(begin)

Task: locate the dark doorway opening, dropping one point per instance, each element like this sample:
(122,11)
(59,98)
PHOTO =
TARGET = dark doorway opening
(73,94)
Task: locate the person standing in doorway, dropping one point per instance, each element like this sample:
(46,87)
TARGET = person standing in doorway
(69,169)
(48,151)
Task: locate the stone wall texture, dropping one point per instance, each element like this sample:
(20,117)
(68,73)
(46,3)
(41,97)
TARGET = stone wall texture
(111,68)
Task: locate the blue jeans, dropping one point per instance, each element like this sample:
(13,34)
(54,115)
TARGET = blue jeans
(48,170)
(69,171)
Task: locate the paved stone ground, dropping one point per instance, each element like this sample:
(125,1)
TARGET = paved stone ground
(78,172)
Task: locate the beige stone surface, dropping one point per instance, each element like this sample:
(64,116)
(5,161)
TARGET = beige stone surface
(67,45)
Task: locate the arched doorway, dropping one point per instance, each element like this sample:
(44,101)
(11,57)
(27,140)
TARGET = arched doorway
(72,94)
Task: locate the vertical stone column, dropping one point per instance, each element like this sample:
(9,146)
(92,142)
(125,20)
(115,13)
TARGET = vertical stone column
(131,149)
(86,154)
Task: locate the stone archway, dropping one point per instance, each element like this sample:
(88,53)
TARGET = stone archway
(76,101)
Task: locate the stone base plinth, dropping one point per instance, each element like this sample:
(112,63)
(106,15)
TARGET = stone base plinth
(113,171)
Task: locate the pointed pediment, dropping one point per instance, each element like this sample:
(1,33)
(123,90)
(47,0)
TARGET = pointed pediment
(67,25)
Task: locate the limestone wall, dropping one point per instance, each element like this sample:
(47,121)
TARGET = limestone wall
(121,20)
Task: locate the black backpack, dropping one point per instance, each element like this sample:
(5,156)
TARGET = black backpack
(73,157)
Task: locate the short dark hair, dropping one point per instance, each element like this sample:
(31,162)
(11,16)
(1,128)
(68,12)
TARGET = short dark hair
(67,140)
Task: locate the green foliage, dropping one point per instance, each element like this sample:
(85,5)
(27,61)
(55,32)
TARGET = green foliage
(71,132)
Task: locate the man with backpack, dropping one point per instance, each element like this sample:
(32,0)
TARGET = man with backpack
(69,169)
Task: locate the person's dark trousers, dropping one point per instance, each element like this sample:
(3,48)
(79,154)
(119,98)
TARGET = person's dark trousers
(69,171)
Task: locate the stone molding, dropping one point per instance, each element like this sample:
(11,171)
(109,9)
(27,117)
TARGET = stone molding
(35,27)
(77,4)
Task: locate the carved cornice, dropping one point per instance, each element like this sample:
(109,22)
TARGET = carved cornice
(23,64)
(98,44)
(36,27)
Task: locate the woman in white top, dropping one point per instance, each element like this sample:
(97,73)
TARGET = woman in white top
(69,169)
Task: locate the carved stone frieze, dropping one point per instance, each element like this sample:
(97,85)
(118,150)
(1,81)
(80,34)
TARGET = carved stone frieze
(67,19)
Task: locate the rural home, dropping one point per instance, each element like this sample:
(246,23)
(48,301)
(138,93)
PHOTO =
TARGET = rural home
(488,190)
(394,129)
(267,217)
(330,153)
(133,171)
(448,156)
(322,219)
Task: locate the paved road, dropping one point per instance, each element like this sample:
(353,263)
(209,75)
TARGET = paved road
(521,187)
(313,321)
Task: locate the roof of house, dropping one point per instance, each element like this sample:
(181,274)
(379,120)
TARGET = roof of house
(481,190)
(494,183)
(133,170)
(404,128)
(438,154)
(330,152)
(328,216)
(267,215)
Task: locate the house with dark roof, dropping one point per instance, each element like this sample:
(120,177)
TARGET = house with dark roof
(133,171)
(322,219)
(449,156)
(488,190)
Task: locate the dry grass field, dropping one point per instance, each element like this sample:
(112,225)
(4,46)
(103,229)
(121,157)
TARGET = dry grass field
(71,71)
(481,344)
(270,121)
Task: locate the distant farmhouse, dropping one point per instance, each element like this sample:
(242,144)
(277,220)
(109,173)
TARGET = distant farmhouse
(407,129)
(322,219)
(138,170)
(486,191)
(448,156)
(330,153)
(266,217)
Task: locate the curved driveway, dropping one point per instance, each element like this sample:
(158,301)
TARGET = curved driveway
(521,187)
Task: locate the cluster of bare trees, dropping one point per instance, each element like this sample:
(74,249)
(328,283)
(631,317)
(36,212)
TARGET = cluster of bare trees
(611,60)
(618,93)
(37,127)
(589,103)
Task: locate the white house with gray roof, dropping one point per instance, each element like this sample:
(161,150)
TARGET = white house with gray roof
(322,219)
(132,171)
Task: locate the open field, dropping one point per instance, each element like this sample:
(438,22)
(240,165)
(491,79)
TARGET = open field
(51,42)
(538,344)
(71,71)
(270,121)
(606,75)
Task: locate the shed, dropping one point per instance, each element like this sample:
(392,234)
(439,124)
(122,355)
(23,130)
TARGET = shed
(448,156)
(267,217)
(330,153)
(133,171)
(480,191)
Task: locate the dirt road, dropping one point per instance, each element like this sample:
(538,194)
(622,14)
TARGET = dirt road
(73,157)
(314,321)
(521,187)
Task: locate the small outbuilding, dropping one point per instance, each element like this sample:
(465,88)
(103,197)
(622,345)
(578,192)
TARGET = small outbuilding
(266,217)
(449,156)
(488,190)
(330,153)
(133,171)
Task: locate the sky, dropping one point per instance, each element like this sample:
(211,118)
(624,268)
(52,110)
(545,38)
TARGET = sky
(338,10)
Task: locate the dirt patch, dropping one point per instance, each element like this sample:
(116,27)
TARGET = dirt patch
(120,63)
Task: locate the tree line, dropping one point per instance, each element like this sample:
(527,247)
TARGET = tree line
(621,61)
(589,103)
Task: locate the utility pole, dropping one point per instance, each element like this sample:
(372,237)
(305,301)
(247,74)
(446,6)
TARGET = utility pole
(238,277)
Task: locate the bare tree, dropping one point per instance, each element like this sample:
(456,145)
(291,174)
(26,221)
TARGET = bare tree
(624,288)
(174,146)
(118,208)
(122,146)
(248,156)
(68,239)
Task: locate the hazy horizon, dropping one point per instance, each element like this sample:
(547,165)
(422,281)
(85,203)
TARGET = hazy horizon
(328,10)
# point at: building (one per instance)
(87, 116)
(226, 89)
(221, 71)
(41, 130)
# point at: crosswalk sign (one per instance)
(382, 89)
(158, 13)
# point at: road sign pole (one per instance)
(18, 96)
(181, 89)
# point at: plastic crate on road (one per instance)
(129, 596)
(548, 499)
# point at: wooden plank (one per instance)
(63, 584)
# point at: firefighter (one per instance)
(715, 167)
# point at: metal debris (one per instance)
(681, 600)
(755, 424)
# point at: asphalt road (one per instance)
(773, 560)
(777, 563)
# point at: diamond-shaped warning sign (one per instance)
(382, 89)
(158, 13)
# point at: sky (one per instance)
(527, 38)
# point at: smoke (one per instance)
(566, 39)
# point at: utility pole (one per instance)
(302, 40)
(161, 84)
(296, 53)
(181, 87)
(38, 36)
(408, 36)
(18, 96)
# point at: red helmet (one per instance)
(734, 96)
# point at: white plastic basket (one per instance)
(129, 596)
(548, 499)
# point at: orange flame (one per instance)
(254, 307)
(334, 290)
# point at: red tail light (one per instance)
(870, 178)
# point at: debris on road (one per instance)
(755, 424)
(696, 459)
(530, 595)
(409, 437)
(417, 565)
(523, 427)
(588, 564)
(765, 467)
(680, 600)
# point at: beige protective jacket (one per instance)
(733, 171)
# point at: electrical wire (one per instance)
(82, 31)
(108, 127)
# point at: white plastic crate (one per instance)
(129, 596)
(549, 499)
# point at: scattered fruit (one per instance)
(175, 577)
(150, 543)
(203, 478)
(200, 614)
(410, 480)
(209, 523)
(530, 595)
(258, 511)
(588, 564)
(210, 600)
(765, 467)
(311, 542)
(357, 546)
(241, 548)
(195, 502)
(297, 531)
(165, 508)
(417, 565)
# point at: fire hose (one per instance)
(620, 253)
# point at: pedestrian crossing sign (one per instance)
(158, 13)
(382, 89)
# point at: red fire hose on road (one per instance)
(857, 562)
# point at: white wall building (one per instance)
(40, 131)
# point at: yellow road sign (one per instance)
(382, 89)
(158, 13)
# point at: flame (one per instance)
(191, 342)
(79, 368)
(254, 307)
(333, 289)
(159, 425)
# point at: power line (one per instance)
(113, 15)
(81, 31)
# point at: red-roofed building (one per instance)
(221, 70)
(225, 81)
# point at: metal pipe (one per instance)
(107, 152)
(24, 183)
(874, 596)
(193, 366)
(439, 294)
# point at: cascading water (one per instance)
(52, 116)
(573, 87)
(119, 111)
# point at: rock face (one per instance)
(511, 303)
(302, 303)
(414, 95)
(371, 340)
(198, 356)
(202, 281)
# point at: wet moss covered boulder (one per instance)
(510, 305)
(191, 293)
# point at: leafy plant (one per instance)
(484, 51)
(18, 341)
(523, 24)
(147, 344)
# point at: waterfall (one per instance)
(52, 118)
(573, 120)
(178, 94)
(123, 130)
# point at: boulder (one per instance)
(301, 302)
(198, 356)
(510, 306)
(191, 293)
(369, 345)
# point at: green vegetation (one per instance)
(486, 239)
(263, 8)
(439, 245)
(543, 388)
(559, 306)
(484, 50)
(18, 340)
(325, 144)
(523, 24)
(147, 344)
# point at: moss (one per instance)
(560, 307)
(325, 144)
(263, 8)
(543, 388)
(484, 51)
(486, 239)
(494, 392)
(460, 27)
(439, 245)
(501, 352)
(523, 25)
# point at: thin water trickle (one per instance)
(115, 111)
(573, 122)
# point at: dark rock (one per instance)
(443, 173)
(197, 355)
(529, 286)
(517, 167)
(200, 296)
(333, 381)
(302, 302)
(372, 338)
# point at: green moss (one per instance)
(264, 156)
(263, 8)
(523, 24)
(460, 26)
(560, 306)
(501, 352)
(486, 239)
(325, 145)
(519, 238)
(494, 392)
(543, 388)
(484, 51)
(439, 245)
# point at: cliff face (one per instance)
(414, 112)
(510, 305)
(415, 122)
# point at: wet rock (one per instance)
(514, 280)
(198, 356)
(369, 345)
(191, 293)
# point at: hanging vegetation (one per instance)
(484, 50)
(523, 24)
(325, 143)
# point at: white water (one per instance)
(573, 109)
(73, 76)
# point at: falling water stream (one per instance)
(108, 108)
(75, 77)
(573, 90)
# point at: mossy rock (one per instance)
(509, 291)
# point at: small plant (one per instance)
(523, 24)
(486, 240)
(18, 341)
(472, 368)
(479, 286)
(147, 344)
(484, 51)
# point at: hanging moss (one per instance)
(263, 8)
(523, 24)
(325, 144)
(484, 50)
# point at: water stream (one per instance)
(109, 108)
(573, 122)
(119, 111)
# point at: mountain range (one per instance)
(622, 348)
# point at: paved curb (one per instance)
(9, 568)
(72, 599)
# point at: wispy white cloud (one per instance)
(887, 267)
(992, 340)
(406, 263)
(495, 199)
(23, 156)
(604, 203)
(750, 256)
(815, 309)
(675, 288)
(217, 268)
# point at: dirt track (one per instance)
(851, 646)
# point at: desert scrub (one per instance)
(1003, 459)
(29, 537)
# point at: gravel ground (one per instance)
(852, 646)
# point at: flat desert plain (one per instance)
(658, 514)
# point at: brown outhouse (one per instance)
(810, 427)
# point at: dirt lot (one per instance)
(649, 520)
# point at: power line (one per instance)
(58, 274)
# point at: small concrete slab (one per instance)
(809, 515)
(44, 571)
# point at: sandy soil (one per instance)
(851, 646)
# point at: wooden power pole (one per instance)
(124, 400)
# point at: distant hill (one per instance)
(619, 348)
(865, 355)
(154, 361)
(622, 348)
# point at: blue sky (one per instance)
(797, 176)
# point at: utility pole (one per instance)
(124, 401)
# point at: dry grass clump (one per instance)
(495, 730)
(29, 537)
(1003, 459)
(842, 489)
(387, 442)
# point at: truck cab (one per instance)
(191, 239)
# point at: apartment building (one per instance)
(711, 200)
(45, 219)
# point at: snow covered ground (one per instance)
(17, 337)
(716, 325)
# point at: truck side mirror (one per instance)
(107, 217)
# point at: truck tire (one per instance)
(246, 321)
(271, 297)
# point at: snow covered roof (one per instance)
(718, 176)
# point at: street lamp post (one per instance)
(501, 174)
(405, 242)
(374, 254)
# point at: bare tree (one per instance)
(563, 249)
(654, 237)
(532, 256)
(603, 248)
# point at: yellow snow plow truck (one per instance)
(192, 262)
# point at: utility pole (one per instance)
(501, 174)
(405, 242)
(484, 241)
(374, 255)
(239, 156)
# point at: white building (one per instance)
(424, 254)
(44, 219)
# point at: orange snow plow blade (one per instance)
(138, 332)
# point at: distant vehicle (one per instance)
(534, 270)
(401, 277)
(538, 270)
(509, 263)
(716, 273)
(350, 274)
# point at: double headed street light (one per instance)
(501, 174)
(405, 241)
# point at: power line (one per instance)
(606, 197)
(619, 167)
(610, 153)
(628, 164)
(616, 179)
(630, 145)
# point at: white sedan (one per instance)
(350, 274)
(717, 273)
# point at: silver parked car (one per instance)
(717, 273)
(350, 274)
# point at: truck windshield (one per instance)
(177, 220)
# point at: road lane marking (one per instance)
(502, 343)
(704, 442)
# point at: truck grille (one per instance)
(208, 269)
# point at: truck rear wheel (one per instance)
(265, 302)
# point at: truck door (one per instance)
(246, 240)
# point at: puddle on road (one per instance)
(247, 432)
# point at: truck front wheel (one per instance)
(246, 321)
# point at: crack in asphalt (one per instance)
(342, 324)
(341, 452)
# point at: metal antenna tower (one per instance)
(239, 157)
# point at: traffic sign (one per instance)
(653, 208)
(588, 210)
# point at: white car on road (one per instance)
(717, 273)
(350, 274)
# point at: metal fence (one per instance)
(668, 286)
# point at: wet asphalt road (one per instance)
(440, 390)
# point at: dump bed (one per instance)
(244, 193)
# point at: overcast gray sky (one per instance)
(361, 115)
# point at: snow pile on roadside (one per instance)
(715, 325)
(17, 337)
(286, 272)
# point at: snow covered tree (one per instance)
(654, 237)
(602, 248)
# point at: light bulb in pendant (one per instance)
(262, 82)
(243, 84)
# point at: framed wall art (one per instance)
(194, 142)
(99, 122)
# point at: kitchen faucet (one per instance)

(end)

--- Task ---
Give back, unchanged, every line from the one with "# point at: road lane" to the end of the entries above.

--- Written answer ---
# point at: road lane marking (one per instance)
(502, 343)
(704, 442)
# point at: truck grille (one per instance)
(208, 269)
# point at: truck rear wheel (one per instance)
(265, 302)
# point at: truck door (one per instance)
(246, 240)
# point at: puddle on road (one per instance)
(247, 432)
# point at: truck front wheel (one per instance)
(246, 321)
# point at: crack in asphalt (one per instance)
(342, 324)
(341, 452)
# point at: metal antenna tower (one per instance)
(239, 157)
# point at: traffic sign (one per instance)
(653, 208)
(588, 210)
# point at: white car on road (one per instance)
(717, 273)
(350, 274)
# point at: metal fence (one per instance)
(668, 286)
# point at: wet asphalt road (one per instance)
(440, 390)
# point at: dump bed (one per instance)
(244, 193)
# point at: overcast gray sky (one per instance)
(361, 115)
# point at: snow pile on roadside (one per instance)
(715, 325)
(17, 337)
(286, 272)
# point at: snow covered tree (one per instance)
(654, 237)
(602, 248)
# point at: light bulb in pendant (one per instance)
(262, 82)
(243, 84)
# point at: framed wall art (one per instance)
(194, 142)
(99, 122)
# point at: kitchen faucet (one per instance)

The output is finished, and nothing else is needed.